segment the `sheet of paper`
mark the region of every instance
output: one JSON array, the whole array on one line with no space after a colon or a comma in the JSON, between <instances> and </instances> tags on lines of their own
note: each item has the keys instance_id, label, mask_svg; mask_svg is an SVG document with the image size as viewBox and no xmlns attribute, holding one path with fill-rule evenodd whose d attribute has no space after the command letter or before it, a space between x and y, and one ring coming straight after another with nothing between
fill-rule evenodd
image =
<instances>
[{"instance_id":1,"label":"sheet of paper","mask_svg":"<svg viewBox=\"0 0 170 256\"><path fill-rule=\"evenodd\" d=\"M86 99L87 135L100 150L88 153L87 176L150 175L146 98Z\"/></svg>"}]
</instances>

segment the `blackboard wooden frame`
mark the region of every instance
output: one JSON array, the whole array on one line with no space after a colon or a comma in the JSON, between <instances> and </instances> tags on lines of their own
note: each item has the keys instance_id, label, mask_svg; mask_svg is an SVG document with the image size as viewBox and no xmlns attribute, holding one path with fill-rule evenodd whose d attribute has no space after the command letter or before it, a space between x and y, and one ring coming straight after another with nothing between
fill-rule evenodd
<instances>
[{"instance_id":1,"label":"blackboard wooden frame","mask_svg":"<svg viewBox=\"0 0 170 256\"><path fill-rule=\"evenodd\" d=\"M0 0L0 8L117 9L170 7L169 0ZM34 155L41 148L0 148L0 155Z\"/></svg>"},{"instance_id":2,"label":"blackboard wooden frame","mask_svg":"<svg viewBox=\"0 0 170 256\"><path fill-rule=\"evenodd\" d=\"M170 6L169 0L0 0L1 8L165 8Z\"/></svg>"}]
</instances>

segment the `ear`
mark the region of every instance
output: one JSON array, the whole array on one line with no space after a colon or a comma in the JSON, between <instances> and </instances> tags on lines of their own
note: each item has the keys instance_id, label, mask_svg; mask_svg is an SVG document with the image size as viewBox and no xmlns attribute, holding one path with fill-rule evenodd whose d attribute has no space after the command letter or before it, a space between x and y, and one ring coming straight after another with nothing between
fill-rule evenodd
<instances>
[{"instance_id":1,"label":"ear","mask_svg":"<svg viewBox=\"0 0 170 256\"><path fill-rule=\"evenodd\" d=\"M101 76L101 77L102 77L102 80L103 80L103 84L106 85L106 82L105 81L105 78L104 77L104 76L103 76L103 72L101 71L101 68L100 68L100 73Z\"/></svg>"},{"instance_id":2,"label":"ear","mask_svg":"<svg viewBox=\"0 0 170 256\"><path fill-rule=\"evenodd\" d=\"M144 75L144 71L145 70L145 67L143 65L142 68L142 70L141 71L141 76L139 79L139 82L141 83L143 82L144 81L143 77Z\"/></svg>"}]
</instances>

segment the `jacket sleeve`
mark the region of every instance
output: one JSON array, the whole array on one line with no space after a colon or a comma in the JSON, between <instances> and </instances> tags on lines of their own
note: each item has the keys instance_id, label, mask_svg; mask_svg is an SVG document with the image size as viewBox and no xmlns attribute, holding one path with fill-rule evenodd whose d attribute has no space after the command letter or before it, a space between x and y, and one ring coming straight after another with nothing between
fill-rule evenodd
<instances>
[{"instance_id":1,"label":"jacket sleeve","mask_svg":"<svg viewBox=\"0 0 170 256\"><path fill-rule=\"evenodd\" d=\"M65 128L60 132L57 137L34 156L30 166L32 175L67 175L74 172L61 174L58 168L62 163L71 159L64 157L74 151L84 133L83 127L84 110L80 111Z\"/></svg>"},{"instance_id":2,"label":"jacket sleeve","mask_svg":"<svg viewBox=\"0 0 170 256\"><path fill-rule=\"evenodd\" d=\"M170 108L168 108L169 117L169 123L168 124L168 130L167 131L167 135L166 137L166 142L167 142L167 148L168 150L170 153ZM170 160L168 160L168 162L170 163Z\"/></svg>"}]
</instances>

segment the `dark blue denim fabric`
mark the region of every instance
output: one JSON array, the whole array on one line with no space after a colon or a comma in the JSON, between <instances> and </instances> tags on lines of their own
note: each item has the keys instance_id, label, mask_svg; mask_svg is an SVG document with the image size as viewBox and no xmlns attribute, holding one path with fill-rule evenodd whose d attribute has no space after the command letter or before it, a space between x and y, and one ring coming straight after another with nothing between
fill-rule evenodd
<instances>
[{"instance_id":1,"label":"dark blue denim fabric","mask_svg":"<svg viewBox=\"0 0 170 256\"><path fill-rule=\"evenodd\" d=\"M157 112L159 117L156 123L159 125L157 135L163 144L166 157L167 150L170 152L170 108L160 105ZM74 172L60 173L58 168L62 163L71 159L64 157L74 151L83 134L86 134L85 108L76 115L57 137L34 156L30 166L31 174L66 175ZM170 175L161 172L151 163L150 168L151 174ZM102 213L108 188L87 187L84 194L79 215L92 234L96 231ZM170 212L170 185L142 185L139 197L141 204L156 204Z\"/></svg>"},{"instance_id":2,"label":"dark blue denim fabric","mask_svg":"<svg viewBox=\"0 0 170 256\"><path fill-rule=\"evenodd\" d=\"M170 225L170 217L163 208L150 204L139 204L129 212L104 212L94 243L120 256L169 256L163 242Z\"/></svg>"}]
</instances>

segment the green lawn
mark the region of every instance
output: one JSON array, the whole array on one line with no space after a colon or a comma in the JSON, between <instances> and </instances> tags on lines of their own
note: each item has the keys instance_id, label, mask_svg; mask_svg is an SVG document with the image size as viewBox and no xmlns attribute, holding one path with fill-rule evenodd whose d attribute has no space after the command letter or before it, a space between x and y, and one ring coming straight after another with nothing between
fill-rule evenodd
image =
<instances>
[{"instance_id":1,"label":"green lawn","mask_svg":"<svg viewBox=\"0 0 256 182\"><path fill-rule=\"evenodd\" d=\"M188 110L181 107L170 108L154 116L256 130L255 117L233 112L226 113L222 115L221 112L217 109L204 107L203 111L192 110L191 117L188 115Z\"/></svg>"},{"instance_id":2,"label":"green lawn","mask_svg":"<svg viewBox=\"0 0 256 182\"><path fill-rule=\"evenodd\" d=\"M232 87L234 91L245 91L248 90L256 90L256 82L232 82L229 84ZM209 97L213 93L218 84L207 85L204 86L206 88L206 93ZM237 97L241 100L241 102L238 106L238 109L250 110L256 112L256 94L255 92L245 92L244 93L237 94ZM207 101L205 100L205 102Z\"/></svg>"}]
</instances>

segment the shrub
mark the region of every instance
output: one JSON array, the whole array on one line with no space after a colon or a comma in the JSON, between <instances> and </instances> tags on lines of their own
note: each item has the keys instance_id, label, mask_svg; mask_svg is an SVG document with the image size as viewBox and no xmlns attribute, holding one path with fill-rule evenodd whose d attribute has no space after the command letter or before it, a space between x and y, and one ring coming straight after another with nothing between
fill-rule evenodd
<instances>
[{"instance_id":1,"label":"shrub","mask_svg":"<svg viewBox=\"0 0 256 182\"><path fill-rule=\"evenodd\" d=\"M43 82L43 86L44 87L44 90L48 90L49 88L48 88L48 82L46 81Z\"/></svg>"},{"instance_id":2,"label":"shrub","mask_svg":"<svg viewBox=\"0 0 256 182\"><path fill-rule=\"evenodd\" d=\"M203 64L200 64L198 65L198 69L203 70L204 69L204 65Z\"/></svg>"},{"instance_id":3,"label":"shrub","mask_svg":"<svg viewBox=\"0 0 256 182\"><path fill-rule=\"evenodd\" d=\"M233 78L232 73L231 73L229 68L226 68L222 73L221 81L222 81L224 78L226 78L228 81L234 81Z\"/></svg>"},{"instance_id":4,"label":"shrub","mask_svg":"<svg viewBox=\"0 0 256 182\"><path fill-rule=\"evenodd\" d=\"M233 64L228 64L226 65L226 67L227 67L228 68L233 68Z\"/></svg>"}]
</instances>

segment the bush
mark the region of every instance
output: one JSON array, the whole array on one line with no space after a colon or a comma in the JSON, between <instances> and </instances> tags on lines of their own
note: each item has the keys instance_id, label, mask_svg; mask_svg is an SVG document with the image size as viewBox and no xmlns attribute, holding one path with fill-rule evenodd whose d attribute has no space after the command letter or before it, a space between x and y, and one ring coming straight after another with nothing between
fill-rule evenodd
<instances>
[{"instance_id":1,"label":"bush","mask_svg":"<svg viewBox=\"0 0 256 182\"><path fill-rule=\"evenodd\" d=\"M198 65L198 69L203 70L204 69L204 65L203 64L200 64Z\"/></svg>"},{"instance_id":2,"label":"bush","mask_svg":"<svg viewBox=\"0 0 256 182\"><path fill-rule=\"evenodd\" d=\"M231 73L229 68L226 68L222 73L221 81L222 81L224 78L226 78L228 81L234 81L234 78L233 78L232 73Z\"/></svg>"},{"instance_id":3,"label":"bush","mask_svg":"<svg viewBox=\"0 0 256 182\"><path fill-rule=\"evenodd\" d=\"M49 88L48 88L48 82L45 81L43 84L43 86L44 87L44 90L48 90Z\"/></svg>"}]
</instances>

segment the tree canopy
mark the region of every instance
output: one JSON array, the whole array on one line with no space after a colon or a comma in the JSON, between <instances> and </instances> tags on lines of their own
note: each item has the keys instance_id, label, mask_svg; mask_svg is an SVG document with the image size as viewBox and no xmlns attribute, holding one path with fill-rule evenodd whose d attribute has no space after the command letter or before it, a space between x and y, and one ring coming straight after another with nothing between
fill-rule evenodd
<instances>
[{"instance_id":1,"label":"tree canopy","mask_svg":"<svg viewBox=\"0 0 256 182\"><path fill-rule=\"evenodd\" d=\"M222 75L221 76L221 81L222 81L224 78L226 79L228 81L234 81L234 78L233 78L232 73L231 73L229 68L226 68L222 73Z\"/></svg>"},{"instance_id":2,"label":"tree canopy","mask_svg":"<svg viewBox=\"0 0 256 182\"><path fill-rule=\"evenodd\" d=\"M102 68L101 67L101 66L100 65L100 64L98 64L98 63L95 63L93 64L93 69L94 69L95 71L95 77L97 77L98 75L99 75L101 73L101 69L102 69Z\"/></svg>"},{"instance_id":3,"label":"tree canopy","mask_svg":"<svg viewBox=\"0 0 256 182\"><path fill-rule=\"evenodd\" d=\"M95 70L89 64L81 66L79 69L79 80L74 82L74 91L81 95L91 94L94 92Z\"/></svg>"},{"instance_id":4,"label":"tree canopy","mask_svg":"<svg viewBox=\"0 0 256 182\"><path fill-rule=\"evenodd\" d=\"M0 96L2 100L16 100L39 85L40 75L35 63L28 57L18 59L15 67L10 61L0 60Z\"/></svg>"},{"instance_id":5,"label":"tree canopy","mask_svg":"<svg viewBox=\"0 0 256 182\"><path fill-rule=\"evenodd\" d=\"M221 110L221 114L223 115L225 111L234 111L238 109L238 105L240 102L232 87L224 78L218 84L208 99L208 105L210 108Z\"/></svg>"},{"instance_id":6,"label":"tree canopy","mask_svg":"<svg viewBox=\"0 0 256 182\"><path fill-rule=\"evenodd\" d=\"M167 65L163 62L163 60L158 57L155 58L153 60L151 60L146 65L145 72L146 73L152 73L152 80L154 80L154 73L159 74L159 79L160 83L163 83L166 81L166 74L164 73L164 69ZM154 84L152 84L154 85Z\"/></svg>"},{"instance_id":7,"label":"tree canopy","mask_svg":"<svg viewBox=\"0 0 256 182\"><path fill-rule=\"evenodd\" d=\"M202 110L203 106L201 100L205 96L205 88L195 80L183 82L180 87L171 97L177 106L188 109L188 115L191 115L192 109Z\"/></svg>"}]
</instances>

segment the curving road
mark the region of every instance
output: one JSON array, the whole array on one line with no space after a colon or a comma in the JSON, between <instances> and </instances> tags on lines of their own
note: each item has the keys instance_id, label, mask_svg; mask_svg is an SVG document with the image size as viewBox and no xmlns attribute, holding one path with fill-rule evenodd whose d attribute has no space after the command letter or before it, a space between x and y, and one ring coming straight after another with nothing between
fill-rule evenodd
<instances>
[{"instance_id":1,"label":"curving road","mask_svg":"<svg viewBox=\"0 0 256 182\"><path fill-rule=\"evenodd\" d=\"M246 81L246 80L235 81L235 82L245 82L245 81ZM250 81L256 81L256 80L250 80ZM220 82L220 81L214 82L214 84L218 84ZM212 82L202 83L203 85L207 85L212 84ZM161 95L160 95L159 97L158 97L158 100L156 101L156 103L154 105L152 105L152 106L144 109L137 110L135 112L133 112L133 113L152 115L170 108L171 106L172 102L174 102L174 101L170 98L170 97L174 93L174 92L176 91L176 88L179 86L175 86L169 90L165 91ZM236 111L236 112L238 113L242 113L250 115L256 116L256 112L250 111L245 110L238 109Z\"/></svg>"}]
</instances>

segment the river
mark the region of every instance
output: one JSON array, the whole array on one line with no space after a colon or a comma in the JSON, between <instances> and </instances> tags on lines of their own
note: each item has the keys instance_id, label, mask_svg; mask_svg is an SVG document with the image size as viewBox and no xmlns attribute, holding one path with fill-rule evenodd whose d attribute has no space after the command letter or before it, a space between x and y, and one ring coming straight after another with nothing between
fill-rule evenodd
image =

+ + + + + + +

### What to produce:
Which lines run from the line with "segment the river" through the end of the rows? Copy them out verbatim, with both of those ends included.

### Correct answer:
segment the river
mark the region of every instance
output: one JSON array, the whole array on one line with no space after a colon or a comma in the JSON, between <instances> and </instances> tags on lines of their own
note: each item has the keys instance_id, label, mask_svg; mask_svg is an SVG document with the image size as viewBox and no xmlns attribute, holding one path with fill-rule evenodd whose d attribute has no space after the command letter or before it, a space between x and y, and one ring coming straight after another with nothing between
fill-rule evenodd
image =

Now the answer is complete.